**Written exercise**
Your output must consist solely of the lines from the one containing "find the man's hand in the photo above" through the end of the records, reproduced exactly.

(Records from a collection)
(begin)
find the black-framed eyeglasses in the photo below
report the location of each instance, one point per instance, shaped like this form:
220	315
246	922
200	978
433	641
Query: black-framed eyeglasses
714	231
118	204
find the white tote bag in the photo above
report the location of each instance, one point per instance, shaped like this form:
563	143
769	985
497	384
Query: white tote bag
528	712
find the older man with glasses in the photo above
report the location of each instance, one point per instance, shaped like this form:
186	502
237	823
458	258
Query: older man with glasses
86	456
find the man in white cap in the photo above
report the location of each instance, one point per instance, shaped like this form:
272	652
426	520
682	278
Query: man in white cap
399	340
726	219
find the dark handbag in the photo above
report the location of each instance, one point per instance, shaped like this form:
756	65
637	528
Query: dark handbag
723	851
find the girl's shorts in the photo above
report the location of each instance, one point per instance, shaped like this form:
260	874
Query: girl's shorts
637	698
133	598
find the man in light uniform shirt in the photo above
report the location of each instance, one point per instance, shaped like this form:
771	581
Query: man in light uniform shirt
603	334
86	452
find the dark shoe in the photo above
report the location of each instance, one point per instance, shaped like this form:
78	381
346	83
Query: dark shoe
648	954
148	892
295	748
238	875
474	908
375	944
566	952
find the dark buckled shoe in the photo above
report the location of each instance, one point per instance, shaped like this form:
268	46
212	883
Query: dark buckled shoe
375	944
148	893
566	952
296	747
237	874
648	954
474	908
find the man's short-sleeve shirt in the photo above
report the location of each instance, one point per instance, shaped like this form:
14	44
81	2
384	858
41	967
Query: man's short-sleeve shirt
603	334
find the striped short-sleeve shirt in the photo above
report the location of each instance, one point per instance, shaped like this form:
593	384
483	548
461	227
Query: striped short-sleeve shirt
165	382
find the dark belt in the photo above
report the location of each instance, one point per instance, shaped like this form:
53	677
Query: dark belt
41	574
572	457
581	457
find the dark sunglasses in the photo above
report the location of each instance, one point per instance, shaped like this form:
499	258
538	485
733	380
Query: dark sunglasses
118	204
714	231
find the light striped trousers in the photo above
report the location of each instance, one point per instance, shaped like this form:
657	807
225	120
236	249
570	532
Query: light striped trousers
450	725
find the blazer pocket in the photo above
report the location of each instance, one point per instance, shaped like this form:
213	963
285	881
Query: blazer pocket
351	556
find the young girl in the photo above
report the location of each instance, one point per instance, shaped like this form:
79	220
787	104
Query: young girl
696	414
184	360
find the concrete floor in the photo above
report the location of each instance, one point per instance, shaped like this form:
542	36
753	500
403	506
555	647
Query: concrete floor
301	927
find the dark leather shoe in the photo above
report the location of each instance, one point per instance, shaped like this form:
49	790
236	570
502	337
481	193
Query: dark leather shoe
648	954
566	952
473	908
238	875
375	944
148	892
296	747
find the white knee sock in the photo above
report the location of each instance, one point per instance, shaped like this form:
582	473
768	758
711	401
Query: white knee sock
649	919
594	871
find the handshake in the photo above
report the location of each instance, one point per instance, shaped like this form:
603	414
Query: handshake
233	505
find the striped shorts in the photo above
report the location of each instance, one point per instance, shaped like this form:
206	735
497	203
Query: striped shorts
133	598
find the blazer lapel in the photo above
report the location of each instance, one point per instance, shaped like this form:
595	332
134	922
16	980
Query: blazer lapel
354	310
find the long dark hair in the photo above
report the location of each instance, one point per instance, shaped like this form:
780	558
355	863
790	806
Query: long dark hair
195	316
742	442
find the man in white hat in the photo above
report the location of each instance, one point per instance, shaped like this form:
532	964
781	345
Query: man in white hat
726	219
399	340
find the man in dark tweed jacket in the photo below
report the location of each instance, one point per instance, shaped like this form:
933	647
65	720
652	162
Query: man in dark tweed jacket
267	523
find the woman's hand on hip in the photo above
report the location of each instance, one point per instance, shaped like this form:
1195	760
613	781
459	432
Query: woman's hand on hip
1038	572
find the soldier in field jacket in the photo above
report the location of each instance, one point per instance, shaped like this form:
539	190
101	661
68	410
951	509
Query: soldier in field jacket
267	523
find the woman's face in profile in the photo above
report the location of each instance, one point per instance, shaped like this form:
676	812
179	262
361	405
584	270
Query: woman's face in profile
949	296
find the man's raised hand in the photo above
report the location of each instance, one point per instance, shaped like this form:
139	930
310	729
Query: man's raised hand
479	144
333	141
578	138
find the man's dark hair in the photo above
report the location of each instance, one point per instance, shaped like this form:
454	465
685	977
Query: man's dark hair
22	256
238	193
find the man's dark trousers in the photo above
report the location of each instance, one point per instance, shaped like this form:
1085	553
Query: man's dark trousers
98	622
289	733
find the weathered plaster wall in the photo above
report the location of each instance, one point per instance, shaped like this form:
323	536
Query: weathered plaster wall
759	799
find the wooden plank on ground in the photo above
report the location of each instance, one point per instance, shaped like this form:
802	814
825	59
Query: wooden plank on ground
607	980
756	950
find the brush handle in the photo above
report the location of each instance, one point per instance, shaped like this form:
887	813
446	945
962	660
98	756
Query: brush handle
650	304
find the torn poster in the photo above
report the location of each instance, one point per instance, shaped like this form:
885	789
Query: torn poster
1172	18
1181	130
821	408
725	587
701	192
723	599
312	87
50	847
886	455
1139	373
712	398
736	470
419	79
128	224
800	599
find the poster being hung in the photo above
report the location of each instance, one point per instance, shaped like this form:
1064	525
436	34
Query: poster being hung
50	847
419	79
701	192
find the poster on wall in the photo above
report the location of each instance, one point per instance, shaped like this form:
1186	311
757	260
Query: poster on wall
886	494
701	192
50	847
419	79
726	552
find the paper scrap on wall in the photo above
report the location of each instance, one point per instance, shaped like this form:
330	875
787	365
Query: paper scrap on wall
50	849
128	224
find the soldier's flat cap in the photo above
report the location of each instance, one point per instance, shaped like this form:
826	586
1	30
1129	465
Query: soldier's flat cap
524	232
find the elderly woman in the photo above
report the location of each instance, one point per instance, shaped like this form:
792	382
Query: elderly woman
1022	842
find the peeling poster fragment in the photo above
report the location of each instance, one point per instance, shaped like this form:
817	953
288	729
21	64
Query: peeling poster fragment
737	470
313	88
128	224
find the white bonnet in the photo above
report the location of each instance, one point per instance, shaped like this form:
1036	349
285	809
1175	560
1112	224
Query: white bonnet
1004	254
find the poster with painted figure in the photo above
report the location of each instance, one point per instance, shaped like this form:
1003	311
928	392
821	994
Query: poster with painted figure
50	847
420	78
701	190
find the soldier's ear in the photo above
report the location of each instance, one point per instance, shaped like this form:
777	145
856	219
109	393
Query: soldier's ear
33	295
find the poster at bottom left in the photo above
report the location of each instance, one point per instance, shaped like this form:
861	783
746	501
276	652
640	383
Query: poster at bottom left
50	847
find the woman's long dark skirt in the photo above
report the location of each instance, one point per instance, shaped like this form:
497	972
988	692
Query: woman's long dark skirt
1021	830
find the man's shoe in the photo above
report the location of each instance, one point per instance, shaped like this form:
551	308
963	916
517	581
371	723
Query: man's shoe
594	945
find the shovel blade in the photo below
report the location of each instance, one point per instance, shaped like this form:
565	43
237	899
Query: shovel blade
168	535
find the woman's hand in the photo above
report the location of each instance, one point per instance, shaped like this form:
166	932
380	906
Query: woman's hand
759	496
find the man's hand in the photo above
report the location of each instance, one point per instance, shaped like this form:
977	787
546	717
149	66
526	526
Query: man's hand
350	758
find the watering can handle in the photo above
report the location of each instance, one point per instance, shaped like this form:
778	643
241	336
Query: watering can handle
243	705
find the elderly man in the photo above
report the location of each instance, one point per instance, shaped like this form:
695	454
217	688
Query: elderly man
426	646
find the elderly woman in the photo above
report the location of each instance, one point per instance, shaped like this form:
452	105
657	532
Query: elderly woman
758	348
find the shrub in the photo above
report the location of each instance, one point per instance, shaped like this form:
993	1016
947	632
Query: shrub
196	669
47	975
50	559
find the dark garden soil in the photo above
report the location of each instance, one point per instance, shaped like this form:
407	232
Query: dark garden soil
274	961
(end)
**Expected output**
find the man's hand in the photo above
report the location of each instance, one point per instance, shaped like this form:
977	787
546	717
149	66
526	526
Query: man's hand
350	758
find the watering can handle in the photo above
report the location of each instance, one point per instance, shaped like this form:
778	643
241	336
Query: watering can handle
243	705
find the elderly man in the photo above
report the location of each instance, one point per instance, shaped like this form:
695	454
217	688
Query: elderly man
426	646
find the elderly woman in the photo above
report the location of each instance, one point per instance, shaped like this form:
452	105
657	532
Query: elderly woman
758	348
find the shrub in the photo above
report the location of each instance, one point per instance, shaped like this form:
993	1016
947	632
Query: shrub
196	669
47	975
50	559
find the dark garden soil in the photo above
report the location of each instance, one point per instance, shaped like this form:
407	232
Query: dark garden soil
274	961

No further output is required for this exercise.